* _GIVEN EXERCISE_
Reproduce every line of the data below verbatim, with nothing changed, added, or left out.

-- Start of EXTRACTED MATERIAL --

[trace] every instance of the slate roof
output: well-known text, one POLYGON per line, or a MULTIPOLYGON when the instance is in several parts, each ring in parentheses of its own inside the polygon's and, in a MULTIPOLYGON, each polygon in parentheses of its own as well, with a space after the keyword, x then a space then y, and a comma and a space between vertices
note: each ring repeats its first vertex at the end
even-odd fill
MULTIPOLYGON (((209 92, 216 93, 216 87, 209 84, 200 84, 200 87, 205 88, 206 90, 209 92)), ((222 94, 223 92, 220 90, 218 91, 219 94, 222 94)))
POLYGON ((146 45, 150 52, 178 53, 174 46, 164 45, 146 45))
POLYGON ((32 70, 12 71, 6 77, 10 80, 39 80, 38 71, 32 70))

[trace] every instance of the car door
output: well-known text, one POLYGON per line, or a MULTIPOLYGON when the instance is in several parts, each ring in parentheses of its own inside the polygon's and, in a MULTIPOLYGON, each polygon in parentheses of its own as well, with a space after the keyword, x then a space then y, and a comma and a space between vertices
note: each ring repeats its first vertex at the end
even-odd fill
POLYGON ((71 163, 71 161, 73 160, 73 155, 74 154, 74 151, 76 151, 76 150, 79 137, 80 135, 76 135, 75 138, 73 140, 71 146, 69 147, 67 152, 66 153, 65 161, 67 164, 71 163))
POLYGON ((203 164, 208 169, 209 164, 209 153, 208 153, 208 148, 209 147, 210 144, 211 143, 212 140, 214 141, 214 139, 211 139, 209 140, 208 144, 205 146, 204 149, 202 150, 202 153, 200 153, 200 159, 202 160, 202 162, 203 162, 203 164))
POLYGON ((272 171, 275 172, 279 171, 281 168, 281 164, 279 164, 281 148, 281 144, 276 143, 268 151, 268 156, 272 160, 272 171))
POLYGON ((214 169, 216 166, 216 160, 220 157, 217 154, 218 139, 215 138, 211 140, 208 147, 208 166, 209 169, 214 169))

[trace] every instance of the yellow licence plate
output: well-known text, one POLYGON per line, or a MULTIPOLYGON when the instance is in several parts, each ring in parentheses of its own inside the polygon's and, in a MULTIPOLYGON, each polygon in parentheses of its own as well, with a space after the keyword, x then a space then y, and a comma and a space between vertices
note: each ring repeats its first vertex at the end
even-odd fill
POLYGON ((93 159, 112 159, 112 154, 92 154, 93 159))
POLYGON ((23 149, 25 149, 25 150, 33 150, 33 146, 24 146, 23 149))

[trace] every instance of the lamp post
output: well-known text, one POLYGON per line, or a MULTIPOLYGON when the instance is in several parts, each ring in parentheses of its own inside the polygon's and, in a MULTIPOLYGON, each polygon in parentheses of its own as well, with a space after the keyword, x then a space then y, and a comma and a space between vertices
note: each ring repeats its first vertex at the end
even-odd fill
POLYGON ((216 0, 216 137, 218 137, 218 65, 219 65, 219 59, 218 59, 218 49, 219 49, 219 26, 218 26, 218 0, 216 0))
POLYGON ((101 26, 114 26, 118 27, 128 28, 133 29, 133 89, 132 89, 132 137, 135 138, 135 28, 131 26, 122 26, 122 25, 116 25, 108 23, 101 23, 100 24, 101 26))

-- End of EXTRACTED MATERIAL --

* _OUTPUT OF THE EXERCISE_
[trace] every instance of the slate roof
output: well-known text, one POLYGON per line, or a MULTIPOLYGON when the instance is in several parts, each ring in parentheses of its own inside the polygon's and, in a MULTIPOLYGON, each polygon in parentheses of its own as well, with a space after the keyword, x then a space then y, and a comma and a space between vertices
note: each ring repeats its first vertex at the end
even-odd fill
MULTIPOLYGON (((209 92, 216 93, 216 87, 209 84, 200 84, 200 87, 205 88, 206 90, 209 92)), ((222 94, 223 92, 220 90, 218 91, 219 94, 222 94)))
POLYGON ((146 45, 150 52, 178 53, 174 46, 164 45, 146 45))
POLYGON ((32 70, 12 71, 6 77, 10 80, 39 80, 38 71, 32 70))

[trace] every instance of the car door
output: well-known text, one POLYGON per line, or a MULTIPOLYGON when the instance is in several parts, each ring in parentheses of its own inside the polygon's and, in a MULTIPOLYGON, each polygon in parentheses of its own as well, with a space after the keyword, x then a space then y, and a comma and a space between vertices
note: each ring repeats its first vertex at the end
even-odd fill
POLYGON ((71 163, 71 161, 73 160, 73 155, 74 154, 74 151, 76 151, 76 150, 79 137, 80 135, 76 135, 75 138, 73 140, 71 146, 69 147, 67 152, 66 153, 65 161, 67 164, 71 163))
POLYGON ((203 164, 208 169, 209 164, 209 153, 208 153, 208 148, 209 147, 210 144, 211 143, 212 140, 214 141, 214 139, 211 139, 209 140, 208 144, 205 146, 204 149, 202 150, 202 153, 200 153, 200 159, 202 160, 202 162, 203 162, 203 164))
POLYGON ((272 171, 275 172, 279 171, 281 168, 281 164, 279 164, 281 148, 281 144, 276 143, 268 151, 268 156, 272 160, 272 171))
POLYGON ((214 169, 216 166, 216 160, 220 157, 217 154, 218 139, 215 138, 211 140, 208 147, 208 166, 209 169, 214 169))

[trace] every instance of the yellow licence plate
output: well-known text, one POLYGON per line, or a MULTIPOLYGON when the instance is in several parts, each ring in parentheses of its own inside the polygon's and, in a MULTIPOLYGON, each polygon in parentheses of its own as well, with a space after the keyword, x then a space then y, and a comma and a space between vertices
note: each ring repeats its first vertex at the end
even-odd fill
POLYGON ((93 159, 112 159, 112 154, 92 154, 93 159))
POLYGON ((23 149, 25 149, 25 150, 33 150, 33 146, 24 146, 23 149))

[trace] every instance of the lamp post
output: well-known text, one POLYGON per line, or a MULTIPOLYGON when the instance is in several parts, each ring in parentheses of its own inside the polygon's and, in a MULTIPOLYGON, each polygon in parentheses of its own as well, with a space after the keyword, x then a space then y, and a comma and a space between vertices
note: each ring repeats its first vertex at the end
even-odd fill
POLYGON ((216 0, 216 137, 218 137, 218 65, 219 65, 219 59, 218 59, 218 49, 219 49, 219 26, 218 26, 218 0, 216 0))
POLYGON ((101 26, 114 26, 118 27, 128 28, 133 29, 133 89, 132 89, 132 137, 135 138, 135 28, 131 26, 122 26, 122 25, 116 25, 108 23, 101 23, 100 24, 101 26))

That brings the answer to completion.